#### Material for the task
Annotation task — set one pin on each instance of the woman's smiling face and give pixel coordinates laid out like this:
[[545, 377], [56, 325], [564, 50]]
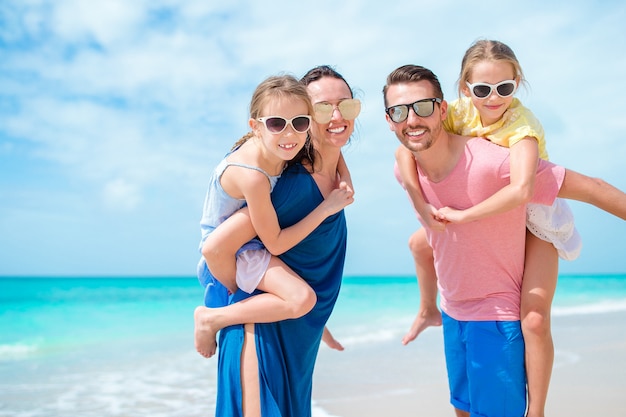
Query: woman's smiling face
[[338, 130]]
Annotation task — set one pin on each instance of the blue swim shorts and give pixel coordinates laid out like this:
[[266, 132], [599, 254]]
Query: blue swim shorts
[[485, 362]]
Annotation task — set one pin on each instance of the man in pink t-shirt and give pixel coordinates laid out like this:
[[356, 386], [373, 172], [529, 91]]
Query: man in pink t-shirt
[[479, 264]]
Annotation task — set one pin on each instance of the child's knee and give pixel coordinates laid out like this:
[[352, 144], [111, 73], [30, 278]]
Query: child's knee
[[536, 322], [303, 301], [419, 247]]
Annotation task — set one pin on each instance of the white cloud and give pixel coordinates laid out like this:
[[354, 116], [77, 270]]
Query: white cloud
[[132, 103]]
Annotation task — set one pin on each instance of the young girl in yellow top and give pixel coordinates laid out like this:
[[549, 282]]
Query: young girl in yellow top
[[490, 75]]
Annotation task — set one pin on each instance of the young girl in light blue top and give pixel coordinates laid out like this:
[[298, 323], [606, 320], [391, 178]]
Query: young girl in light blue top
[[280, 118]]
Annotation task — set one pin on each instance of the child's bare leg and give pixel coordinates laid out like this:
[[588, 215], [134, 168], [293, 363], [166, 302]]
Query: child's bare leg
[[287, 297], [329, 339], [428, 314], [538, 287], [594, 191], [250, 388]]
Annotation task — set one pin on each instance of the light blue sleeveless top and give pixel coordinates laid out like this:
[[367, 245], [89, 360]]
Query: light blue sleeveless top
[[218, 206]]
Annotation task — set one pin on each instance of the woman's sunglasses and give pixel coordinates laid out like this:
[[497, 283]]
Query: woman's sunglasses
[[422, 108], [349, 109], [276, 124], [483, 90]]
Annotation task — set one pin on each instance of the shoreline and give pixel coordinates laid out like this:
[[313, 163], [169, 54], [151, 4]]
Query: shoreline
[[387, 378]]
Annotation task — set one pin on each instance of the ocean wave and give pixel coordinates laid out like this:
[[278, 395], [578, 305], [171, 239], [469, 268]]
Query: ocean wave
[[601, 307]]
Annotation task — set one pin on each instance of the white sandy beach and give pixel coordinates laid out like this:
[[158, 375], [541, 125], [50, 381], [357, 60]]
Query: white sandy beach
[[388, 379]]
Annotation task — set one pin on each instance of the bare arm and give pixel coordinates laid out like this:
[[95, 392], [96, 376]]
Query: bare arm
[[594, 191], [256, 192], [523, 160]]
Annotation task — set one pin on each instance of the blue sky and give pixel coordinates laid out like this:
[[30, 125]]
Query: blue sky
[[114, 112]]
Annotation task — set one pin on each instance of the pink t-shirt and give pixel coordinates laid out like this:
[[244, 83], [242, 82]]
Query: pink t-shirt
[[480, 264]]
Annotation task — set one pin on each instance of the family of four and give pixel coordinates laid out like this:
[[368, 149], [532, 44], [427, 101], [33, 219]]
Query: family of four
[[274, 235]]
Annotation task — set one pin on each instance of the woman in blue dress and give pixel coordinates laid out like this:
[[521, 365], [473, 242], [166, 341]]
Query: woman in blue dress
[[266, 369]]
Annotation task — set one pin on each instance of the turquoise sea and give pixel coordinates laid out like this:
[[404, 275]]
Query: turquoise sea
[[96, 347]]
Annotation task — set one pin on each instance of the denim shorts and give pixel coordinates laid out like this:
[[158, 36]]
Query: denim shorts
[[485, 362]]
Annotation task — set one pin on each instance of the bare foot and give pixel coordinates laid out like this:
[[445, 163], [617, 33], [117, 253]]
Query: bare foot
[[204, 333], [330, 340], [423, 320]]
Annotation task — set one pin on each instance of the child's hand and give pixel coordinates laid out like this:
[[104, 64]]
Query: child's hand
[[450, 215], [339, 198], [432, 218]]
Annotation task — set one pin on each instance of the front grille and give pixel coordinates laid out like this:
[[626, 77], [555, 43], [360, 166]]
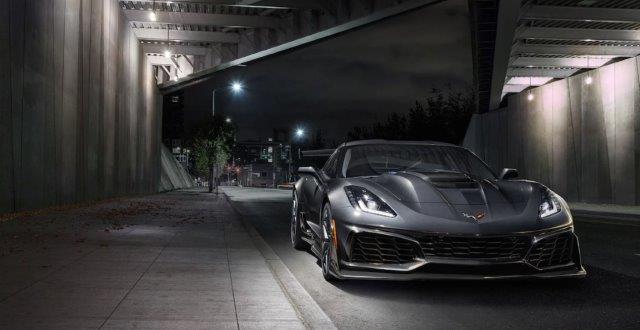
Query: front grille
[[552, 251], [375, 248], [499, 248]]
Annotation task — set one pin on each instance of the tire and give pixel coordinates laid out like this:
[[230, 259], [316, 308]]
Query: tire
[[328, 251], [295, 230]]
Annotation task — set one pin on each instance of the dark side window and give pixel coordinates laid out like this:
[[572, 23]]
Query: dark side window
[[330, 168]]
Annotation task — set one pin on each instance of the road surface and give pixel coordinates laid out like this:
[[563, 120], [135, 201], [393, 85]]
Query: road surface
[[608, 297]]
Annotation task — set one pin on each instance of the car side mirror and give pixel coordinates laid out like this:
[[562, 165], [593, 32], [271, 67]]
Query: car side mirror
[[508, 173]]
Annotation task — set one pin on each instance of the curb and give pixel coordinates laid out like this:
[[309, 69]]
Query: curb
[[308, 310]]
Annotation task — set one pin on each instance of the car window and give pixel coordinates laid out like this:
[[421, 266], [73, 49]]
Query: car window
[[373, 160], [330, 168]]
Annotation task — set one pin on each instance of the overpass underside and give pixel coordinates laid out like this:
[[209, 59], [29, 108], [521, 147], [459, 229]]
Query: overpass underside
[[81, 107], [564, 104]]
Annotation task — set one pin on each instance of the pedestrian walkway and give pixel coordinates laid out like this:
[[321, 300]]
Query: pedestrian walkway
[[175, 260]]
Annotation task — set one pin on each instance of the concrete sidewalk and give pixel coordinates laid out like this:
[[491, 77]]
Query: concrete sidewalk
[[175, 260]]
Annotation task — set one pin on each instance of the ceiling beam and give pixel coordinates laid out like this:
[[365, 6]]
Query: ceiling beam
[[265, 4], [579, 34], [507, 23], [565, 13], [170, 17], [182, 35], [159, 60], [530, 81], [562, 62], [594, 50], [200, 76], [540, 72], [178, 49], [509, 88]]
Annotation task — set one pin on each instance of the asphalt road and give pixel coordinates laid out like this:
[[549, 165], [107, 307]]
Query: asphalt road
[[609, 297]]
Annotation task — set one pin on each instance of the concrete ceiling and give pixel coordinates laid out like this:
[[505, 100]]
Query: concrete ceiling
[[212, 32], [551, 39]]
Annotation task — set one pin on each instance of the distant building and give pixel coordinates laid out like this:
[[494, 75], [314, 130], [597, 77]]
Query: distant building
[[264, 163]]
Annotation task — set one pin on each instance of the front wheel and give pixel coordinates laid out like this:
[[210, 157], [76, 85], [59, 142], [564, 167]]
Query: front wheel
[[328, 249], [296, 231]]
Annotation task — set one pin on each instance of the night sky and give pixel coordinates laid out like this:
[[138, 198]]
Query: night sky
[[354, 79]]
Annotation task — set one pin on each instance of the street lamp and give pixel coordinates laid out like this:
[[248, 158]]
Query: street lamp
[[235, 86]]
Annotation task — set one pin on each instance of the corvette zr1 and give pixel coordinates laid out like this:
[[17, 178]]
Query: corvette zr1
[[405, 210]]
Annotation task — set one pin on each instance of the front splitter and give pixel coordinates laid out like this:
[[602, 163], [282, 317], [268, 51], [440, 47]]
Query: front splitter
[[373, 275]]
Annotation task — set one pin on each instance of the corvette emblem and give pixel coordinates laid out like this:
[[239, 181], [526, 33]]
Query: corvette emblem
[[477, 216]]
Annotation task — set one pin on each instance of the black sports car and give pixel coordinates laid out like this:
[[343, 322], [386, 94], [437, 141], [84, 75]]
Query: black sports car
[[425, 210]]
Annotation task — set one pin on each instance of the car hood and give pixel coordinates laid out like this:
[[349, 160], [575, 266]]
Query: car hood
[[457, 196]]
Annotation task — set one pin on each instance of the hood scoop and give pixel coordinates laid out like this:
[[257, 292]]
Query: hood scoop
[[452, 181]]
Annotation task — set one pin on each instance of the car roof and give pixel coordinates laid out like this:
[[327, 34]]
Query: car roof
[[395, 142]]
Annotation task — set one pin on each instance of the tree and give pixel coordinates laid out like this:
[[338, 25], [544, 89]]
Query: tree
[[212, 148], [441, 116]]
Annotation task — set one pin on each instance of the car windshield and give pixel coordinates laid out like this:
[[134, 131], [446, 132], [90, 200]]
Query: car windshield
[[372, 160]]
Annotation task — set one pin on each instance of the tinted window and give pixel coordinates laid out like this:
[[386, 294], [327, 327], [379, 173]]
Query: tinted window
[[330, 168], [371, 160]]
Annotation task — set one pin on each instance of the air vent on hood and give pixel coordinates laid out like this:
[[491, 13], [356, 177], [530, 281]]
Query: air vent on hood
[[452, 180]]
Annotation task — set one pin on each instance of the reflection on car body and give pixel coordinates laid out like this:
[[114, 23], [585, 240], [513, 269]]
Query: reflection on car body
[[426, 210]]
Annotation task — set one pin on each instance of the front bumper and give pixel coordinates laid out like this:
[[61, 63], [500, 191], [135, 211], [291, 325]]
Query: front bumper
[[393, 255]]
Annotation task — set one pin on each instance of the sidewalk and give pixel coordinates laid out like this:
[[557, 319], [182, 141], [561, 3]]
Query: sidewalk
[[606, 211], [175, 260]]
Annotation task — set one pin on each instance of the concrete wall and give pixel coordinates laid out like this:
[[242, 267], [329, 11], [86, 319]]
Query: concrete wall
[[80, 114], [581, 140], [173, 175]]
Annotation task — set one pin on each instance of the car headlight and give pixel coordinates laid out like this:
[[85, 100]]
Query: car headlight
[[550, 204], [365, 201]]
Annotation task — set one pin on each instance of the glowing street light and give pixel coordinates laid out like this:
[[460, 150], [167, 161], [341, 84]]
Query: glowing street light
[[236, 86], [588, 80], [530, 96]]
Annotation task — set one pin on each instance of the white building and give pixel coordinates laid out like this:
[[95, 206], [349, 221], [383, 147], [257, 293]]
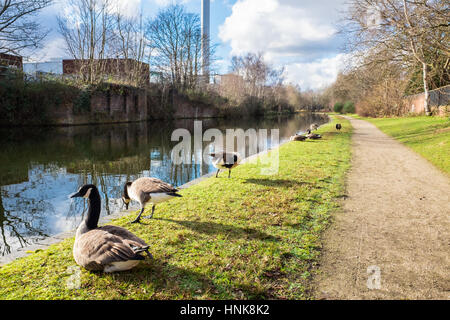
########
* _Written request_: Reproduce the lines above exactly, starting with the line containing "the child's bare" and continuing through the line containing "[[387, 378]]".

* _Answer below_:
Annotation task — set one pin on each instance of the child's bare leg and give pixel coordinates laid out like this:
[[588, 215], [134, 168], [293, 363], [166, 302]]
Query: child's bare leg
[[287, 297], [329, 339], [428, 314], [538, 287], [594, 191], [250, 388]]
Annotation task — set one pin on each instance of the light blue sleeveless top and give pixel coordinates laid out like this:
[[367, 245], [89, 360]]
Query: light blue sleeveless top
[[218, 206]]
Annotation task — set one pin on each instance of the woman's sunglasses and give pixel coordinates laid out like this:
[[497, 283]]
Query: woman's sunglasses
[[422, 108], [349, 109], [276, 124], [483, 90]]
Annotation task — set one pin on each instance of the shoreline and give pixel coordinates laid out like this:
[[313, 163], [169, 54], [151, 4]]
Query: shoreline
[[387, 378]]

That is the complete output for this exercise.